** START OF EXCERPTED TEXT **

# Air Compressor Cart / Caddy?



## CaptainSkully (Aug 28, 2008)

I know I've seen a bunch of them on LJ's, but for the life of me, I can't find more than a couple after searching using every keyword I can think of. Can my fellow LJ's please hook me up with links to any of the myriad air compressor carts/caddies that have made an appearance here. I'm getting one in the very near future and would like to have the cart/caddy all ready to go for when it gets here.

Thanks in advance,

Chris


----------



## Wood_smith (Feb 12, 2010)

Hey, Capt… I'm not sure what exactly you're looking for, but I've been thinking about building this one, on the Wood magazine site:

http://www.woodstore.net/is190may20.html

If I see any others, I'll post the links.


----------



## CoolDavion (Dec 6, 2007)

** END OF EXCERPTED TEXT **

EXERCISE INSTRUCTIONS |
**1)** Duplicate the air compressor cart thread from "Hey, Capt… I'm" to "post the links.".
**2)** Pick up the air compressor cart thread at the point where it stops, and continue it.
The records come from a different source than the thread above.

** START OF MATERIAL **

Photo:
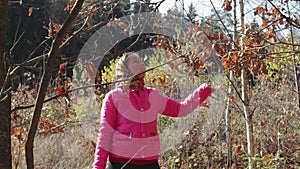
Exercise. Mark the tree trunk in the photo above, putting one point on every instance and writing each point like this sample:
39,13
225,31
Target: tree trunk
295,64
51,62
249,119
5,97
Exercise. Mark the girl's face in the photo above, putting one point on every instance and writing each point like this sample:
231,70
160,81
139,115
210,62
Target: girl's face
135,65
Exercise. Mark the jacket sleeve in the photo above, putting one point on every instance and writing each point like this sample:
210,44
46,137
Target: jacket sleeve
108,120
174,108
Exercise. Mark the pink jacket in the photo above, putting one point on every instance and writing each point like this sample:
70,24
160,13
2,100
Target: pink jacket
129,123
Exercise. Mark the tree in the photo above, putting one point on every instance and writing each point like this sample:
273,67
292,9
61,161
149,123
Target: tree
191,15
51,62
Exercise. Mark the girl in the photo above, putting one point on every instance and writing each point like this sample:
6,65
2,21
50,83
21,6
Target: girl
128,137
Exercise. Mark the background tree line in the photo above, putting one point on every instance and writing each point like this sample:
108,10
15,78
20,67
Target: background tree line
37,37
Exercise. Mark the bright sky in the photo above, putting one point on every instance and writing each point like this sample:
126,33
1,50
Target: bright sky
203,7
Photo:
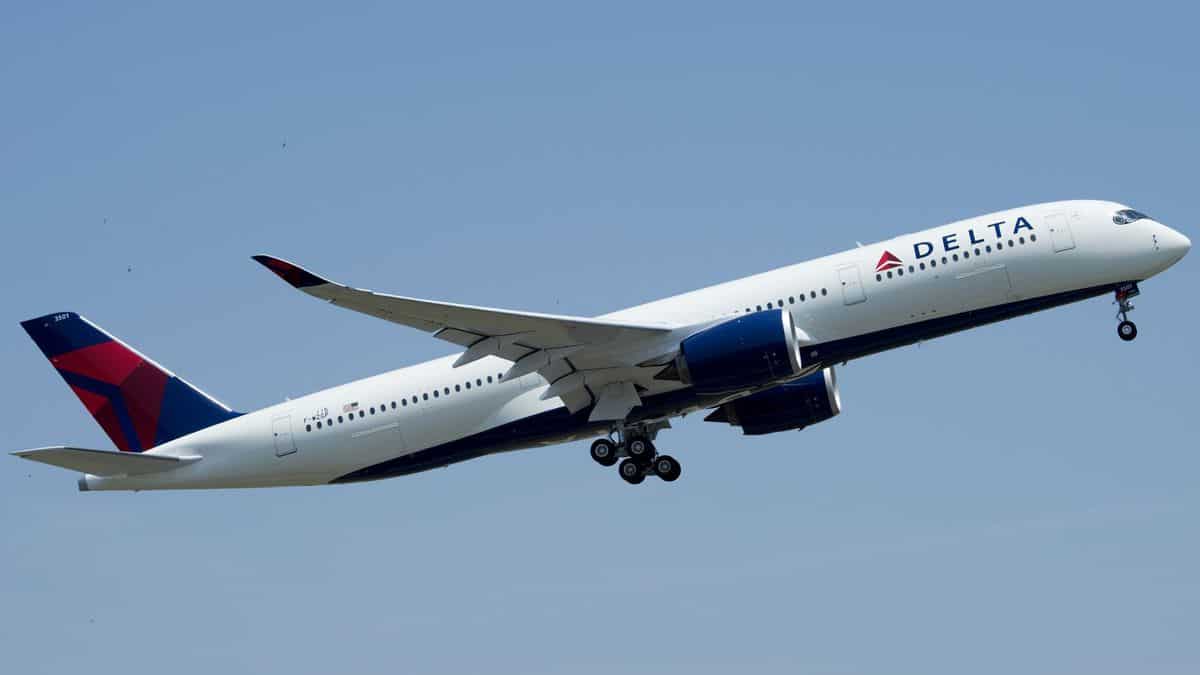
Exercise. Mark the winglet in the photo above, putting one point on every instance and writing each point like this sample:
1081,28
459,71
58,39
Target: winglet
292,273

** END OF MATERIAL **
** START OF MATERIAL **

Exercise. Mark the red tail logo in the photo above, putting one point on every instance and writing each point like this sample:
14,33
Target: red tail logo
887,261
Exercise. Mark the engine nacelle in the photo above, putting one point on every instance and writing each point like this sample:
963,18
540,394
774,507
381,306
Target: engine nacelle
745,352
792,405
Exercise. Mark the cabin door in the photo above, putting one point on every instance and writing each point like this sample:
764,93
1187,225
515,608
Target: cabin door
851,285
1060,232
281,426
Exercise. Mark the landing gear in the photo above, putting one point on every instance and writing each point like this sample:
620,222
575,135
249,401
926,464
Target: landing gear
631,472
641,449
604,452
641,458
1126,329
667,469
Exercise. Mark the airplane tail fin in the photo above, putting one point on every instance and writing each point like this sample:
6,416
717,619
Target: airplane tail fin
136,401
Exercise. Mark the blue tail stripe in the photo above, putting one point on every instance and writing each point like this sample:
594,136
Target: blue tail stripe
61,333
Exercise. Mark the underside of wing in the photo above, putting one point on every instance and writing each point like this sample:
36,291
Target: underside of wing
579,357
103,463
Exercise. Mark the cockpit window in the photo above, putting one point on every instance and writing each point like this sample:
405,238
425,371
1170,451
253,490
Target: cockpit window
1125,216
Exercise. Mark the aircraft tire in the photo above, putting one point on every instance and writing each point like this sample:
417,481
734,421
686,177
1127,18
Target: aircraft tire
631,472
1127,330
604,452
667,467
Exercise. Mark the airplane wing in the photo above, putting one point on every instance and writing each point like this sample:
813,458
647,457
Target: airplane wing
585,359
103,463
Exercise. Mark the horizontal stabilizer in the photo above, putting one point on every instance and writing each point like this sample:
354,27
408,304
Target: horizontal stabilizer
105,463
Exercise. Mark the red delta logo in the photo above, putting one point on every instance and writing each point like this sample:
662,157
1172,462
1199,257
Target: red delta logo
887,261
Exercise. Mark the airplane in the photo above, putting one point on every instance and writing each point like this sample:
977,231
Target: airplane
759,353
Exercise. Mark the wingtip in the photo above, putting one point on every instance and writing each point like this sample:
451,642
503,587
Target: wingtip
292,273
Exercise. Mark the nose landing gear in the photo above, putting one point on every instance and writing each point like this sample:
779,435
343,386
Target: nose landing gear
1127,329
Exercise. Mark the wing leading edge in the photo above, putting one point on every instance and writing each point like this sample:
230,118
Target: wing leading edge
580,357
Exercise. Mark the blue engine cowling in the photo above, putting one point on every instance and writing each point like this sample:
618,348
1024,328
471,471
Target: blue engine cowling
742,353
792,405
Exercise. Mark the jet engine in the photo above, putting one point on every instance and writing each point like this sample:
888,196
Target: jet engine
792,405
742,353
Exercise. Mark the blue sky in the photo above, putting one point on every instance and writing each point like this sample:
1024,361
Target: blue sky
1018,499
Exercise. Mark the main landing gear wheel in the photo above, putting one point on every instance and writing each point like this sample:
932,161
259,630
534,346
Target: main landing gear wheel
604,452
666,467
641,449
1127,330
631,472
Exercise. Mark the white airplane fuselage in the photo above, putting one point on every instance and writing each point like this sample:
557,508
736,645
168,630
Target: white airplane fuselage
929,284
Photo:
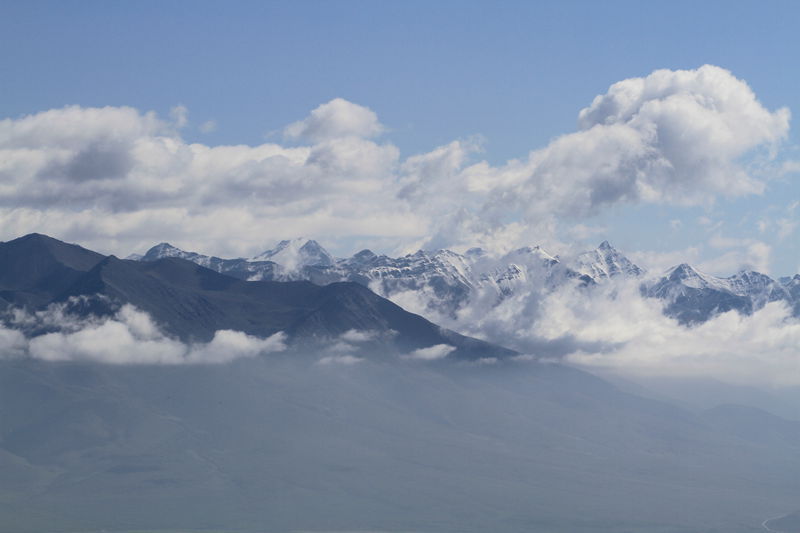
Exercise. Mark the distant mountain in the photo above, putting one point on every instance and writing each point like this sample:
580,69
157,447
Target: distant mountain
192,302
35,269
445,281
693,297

** END OF MATERIAL **
** START OF MATERIAL **

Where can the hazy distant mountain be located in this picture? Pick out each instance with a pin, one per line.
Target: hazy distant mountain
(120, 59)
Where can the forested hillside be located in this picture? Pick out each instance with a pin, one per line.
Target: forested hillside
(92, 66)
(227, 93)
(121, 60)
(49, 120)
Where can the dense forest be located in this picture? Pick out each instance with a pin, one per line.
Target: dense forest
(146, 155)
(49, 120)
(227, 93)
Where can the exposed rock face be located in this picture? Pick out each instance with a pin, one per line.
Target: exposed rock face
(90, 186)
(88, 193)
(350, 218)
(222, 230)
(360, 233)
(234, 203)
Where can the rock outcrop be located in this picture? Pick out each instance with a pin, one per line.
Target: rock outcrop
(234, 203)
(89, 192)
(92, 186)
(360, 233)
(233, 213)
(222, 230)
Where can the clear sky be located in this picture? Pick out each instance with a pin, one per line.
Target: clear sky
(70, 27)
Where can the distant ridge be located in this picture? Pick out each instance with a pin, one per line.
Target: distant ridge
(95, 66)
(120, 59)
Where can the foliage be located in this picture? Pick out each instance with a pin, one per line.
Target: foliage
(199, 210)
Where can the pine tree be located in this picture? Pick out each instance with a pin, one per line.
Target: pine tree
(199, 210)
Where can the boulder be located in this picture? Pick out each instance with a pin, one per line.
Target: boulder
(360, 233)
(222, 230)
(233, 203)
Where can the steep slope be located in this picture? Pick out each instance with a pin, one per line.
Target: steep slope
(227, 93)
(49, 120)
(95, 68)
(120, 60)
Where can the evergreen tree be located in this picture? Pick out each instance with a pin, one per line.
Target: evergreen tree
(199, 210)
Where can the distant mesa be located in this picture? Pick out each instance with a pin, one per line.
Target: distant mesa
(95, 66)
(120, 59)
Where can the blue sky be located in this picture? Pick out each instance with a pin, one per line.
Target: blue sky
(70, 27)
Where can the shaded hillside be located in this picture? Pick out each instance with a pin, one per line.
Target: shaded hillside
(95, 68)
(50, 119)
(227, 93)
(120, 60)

** END OF MATERIAL **

THE REPLIES |
**1)**
Hey, Capt… I'm not sure what exactly you're looking for, but I've been thinking about building this one, on the Wood magazine site:

http://www.woodstore.net/is190may20.html

If I see any others, I'll post the links.

**2)**
There was one in ShopNote
http://www.shopnotes.com/issues/101/extras/air-tool-station/


----------



## CyBorge (Sep 15, 2009)

Google sometimes does a better job of searching specific sites. I just used this as a search string, and it came back with a bunch of compressor carts right here on Lumber Jocks:

*compressor site:lumberjocks.com/projects*


----------



## Blondewood (Mar 30, 2009)

Here's mine: http://lumberjocks.com/projects/27407


----------



## CaptainSkully (Aug 28, 2008)

Thanks for the help everybody. The one Lloyd posted was the one I was looking for. I just ordered that issue. I love this site.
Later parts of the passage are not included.